[Nesnelerin görüldüğü yerlere ait veri kümesi satırları]
■ ■ ■ ■ ■

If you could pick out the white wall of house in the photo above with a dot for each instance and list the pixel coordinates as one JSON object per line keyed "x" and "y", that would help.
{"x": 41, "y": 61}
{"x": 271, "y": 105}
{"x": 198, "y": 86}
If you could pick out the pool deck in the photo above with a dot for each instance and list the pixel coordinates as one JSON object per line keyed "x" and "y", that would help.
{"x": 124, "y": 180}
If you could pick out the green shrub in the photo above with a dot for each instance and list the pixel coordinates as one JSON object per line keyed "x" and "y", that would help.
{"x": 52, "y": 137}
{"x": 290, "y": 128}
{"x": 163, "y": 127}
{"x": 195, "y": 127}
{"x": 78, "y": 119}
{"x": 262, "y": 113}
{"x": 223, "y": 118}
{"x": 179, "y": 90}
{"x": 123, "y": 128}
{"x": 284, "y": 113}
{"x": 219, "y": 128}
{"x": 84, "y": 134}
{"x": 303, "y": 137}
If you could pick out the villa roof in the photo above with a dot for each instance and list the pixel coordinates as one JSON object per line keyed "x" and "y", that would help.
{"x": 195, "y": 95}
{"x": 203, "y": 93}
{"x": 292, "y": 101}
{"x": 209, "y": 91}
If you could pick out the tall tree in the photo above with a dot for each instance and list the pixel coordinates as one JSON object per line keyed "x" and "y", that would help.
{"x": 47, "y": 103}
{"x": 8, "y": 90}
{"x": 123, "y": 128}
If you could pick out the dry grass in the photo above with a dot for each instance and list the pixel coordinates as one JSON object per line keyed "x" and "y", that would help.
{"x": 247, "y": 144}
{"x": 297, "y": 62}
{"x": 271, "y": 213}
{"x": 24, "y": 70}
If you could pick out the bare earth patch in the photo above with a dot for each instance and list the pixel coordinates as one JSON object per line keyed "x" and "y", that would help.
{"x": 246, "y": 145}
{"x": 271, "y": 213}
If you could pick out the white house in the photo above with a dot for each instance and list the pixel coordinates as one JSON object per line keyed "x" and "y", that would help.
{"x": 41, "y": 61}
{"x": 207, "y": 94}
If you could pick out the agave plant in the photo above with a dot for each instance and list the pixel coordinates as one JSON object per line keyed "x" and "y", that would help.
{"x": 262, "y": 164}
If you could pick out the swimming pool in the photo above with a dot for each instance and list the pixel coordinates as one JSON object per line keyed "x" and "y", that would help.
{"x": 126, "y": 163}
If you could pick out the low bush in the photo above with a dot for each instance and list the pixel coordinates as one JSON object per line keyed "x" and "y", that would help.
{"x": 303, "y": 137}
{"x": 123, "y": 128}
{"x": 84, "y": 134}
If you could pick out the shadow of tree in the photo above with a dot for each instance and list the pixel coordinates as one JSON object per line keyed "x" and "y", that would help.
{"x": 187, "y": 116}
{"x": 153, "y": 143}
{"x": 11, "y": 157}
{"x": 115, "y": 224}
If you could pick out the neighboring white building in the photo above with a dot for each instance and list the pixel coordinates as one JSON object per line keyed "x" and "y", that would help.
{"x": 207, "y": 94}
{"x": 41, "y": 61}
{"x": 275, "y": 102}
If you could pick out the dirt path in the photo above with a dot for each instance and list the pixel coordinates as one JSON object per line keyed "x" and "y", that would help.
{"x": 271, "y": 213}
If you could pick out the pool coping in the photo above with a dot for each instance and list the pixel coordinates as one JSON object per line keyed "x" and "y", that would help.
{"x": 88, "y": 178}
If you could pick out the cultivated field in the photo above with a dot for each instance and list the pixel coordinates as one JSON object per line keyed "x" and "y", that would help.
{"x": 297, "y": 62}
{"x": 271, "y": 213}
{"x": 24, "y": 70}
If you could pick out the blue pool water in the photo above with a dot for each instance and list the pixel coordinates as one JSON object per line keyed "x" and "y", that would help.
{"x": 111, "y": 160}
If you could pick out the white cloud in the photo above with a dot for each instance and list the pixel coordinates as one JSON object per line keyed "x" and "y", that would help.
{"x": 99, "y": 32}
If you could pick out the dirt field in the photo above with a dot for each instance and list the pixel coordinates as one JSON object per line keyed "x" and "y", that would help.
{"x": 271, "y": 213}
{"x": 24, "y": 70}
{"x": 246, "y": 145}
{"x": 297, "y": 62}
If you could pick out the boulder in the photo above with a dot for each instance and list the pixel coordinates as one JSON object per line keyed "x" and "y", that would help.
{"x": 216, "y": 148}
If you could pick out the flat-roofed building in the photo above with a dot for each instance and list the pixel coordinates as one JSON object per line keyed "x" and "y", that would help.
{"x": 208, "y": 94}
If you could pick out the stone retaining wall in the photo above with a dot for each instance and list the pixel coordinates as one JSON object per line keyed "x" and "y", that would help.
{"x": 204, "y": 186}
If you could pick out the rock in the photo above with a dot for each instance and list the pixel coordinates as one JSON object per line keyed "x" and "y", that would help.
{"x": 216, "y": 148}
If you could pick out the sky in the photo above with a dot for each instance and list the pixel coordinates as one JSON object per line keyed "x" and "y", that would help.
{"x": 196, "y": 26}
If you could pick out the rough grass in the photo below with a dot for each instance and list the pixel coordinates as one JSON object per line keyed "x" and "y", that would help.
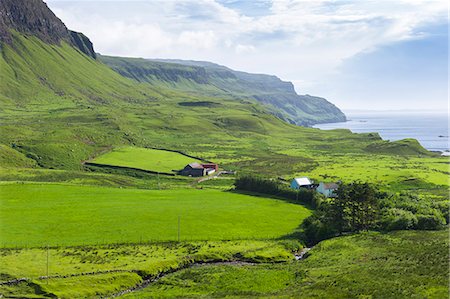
{"x": 144, "y": 158}
{"x": 52, "y": 214}
{"x": 370, "y": 265}
{"x": 147, "y": 260}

■ ■ ■ ■ ■

Kısa problem | Yukarıdaki kayıtların bütün satırlarını hiçbir değişiklik yapmadan yeniden yaz. Resimleri cevaba katma.

Görevin çözümü |
If you could pick out the white wall of house in the photo above with a dot for each instance and list the pixel coordinates as one JSON object per line keyed "x" and "y", that would help.
{"x": 41, "y": 61}
{"x": 271, "y": 105}
{"x": 198, "y": 86}
If you could pick out the pool deck in the photo above with a dot for each instance and list the pixel coordinates as one JSON object per line keyed "x" and "y", that would help.
{"x": 124, "y": 180}
If you could pick out the green shrub in the photo above with a dot for each instance and list the pixel coordinates as one JSON object per line keyed "x" and "y", that would help.
{"x": 52, "y": 137}
{"x": 290, "y": 128}
{"x": 163, "y": 127}
{"x": 195, "y": 127}
{"x": 78, "y": 119}
{"x": 262, "y": 113}
{"x": 223, "y": 118}
{"x": 179, "y": 90}
{"x": 123, "y": 128}
{"x": 284, "y": 113}
{"x": 219, "y": 128}
{"x": 84, "y": 134}
{"x": 303, "y": 137}
If you could pick out the villa roof in the photo above with a dot for each instance and list the pixel coordinates as one JSON object per line keyed "x" and "y", that would help.
{"x": 195, "y": 95}
{"x": 203, "y": 93}
{"x": 292, "y": 101}
{"x": 209, "y": 91}
If you could pick out the tall tree in the photo above with a dot for each instance and list the pixel coordinates as one JSON object per line keyed "x" and "y", that would help.
{"x": 47, "y": 103}
{"x": 8, "y": 90}
{"x": 123, "y": 128}
If you could pick out the dry grass in the photo above with a dot for each instance and list the pixel coordinates as one JSON object per line keyed "x" and "y", that would help.
{"x": 247, "y": 144}
{"x": 297, "y": 62}
{"x": 271, "y": 213}
{"x": 24, "y": 70}
If you could pick out the bare earth patch in the photo above with a dot for each instance and list the pixel coordinates as one JSON object per line keyed "x" and "y", that would help.
{"x": 246, "y": 145}
{"x": 271, "y": 213}
If you could pick out the white house in the photo above with a dot for each instance and list the pixel coordinates as one JSON object per line keyed "x" and "y", that would help.
{"x": 41, "y": 61}
{"x": 207, "y": 94}
If you could pick out the agave plant in the photo above with a dot for each instance and list the pixel coordinates as one JSON object per line keyed "x" and "y", that would help.
{"x": 262, "y": 164}
If you could pick out the swimming pool in the photo above with a dot for each instance and list the pixel coordinates as one JSON object per line keyed "x" and "y", that would help.
{"x": 126, "y": 163}
If you could pick out the low bush in the photo above with a dot for each instance and list the pixel coordinates as one JSON object per line keyed "x" and "y", that would help.
{"x": 303, "y": 137}
{"x": 123, "y": 128}
{"x": 84, "y": 134}
If you could pick out the shadow of tree in the photo above with a dot for each instance and list the pixel coordinates as one JSON object per line keyed "x" and "y", that would help.
{"x": 187, "y": 116}
{"x": 153, "y": 143}
{"x": 11, "y": 157}
{"x": 115, "y": 224}
If you could pick out the neighboring white building in the photo above with a dot for each instance and list the pixel coordinates as one JSON object per line keyed "x" and "y", that would help.
{"x": 207, "y": 94}
{"x": 41, "y": 61}
{"x": 275, "y": 102}
If you could pick out the dirt path in the photo above with a dot for each instance and list the pixel coordinates as one JSON object per line keyed "x" and "y", that would help.
{"x": 271, "y": 213}
If you could pick out the pool coping in the photo above with a dot for each instance and list the pixel coordinates as one JSON object per line keyed "x" and "y", that would help.
{"x": 88, "y": 178}
If you could pick out the cultivated field in the photo above with a dot for each instance and list the pixel coordinates as one JSON object per line keyed "x" and "y", that would help.
{"x": 297, "y": 62}
{"x": 271, "y": 213}
{"x": 24, "y": 70}
If you could pick out the blue pool water in the photo above with a dot for each instance and list the pixel coordinates as one JSON object per line keyed "x" and "y", that would help.
{"x": 111, "y": 160}
If you could pick out the white cloud in the photo above with a dot for each instance and list the pixel coordinates as one JSON object per line keyed "x" and "y", that would help.
{"x": 99, "y": 32}
If you could pick out the dirt field in the photo above with a dot for each instance and list the pixel coordinates as one JSON object per line keyed "x" and "y", that would help.
{"x": 271, "y": 213}
{"x": 24, "y": 70}
{"x": 246, "y": 145}
{"x": 297, "y": 62}
If you could pick out the boulder in the photo above with a dot for each instance and list the pixel coordinates as one JSON object per line keyed "x" and "y", that would help.
{"x": 216, "y": 148}
If you could pick out the flat-roofed building in the photo above with a dot for each instance and list the pixel coordinates as one JSON object per line keyed "x" and "y", that would help.
{"x": 208, "y": 94}
If you could pick out the stone retaining wall in the photo above with a dot for each instance and list the pixel coordinates as one JSON object per line keyed "x" and "y", that would help.
{"x": 204, "y": 186}
If you could pick out the rock in the photo above with a dot for each instance and list the pixel coordinates as one JSON object per line keyed "x" and "y", that would help.
{"x": 216, "y": 148}
If you could pick out the sky in the photo above with a dot for each instance and list the pixel coordinates as one JSON object per line keyed "x" and "y", that would help.
{"x": 196, "y": 26}
If you could pick out the rough grass in the photo below with a dot for each instance and list the pixel coordinates as one JSON object per line keyed "x" and "y", that would help.
{"x": 144, "y": 158}
{"x": 52, "y": 214}
{"x": 370, "y": 265}
{"x": 147, "y": 260}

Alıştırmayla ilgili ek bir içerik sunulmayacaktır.